═══ Source extract ═══

13 Oct Barriers to Entry and Business Valuation
When performing a business valuation, many different risk factors have to be taken into account, including barriers to entry. Barriers to entry are the obstacles or hindrances that make it difficult for new companies to enter a given market. These may include patents, trademarks, technology challenges, government regulations, start-up costs, and education and licensing requirements.
Barriers to entry increase the difficulty for companies to enter an industry and thereby, restricts potential competition. These barriers benefit an existing company, but the company’s hypothetical buyer would have greater difficulty when trying to enter this industry given the advantage an established seller already has in the industry. When trying to find the fair market value of a company with low barriers to entry (and potentially more competition), the company’s risk rate will likely need to be increased, resulting in a decreased valuation of the business.
Let’s take a deeper look at a few examples of how barriers to entry affect a business’s risk rate and valuation.
- Patent and Trademarks
A technology company can often have high barriers to entry because of the patents and/or trademarks on the software that it sells. The patent/trademark on the company’s product limits the ability for a competitor to enter the industry, and therefore, the company is theoretically more valuable to the seller.
- High Startup Costs
Industries like oil, finance and medicinal industries are all industries that generally have high startup costs and as a result are also considered to have a high barrier of entry. Many new entrants aren’t prepared for such exorbitant research and development, distribution costs, marketing costs, production costs, etc. and refrain themselves from entering these competitive markets. This is why the industry which the company operates in should always be taken into consideration when applying risk to a company for its barriers to entry.

═══ Extracted entries ═══

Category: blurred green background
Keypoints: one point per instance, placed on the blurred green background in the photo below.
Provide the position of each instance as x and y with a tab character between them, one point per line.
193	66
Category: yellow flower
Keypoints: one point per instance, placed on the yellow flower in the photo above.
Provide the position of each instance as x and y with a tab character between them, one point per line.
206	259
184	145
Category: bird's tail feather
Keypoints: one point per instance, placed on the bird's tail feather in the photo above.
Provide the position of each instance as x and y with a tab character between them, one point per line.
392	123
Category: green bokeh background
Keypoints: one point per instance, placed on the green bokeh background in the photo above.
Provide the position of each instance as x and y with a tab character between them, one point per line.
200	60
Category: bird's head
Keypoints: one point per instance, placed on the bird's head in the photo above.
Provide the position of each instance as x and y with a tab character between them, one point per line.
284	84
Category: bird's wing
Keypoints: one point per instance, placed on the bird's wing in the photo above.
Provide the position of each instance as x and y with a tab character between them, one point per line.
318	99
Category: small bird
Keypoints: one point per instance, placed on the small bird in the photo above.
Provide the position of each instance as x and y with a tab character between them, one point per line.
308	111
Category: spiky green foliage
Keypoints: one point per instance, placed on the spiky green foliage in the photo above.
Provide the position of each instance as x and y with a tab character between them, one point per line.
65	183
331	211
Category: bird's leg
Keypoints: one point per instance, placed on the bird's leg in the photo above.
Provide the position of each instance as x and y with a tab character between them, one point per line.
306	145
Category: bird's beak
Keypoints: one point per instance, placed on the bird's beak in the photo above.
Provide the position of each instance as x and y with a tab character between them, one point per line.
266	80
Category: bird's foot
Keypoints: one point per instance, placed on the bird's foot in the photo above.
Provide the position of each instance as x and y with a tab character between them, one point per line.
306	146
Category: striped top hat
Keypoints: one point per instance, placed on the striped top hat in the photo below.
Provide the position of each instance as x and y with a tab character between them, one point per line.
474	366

═══

Exercise |
Copy the entire text on barriers to entry and business valuation word for word. None of the data has any bearing on this.

Reply |
13 Oct Barriers to Entry and Business Valuation
When performing a business valuation, many different risk factors have to be taken into account, including barriers to entry. Barriers to entry are the obstacles or hindrances that make it difficult for new companies to enter a given market. These may include patents, trademarks, technology challenges, government regulations, start-up costs, and education and licensing requirements.
Barriers to entry increase the difficulty for companies to enter an industry and thereby, restricts potential competition. These barriers benefit an existing company, but the company’s hypothetical buyer would have greater difficulty when trying to enter this industry given the advantage an established seller already has in the industry. When trying to find the fair market value of a company with low barriers to entry (and potentially more competition), the company’s risk rate will likely need to be increased, resulting in a decreased valuation of the business.
Let’s take a deeper look at a few examples of how barriers to entry affect a business’s risk rate and valuation.
- Patent and Trademarks
A technology company can often have high barriers to entry because of the patents and/or trademarks on the software that it sells. The patent/trademark on the company’s product limits the ability for a competitor to enter the industry, and therefore, the company is theoretically more valuable to the seller.
- High Startup Costs
Industries like oil, finance and medicinal industries are all industries that generally have high startup costs and as a result are also considered to have a high barrier of entry. Many new entrants aren’t prepared for such exorbitant research and development, distribution costs, marketing costs, production costs, etc. and refrain themselves from entering these competitive markets. This is why the industry which the company operates in should always be taken into consideration when applying risk to a company for its barriers to entry.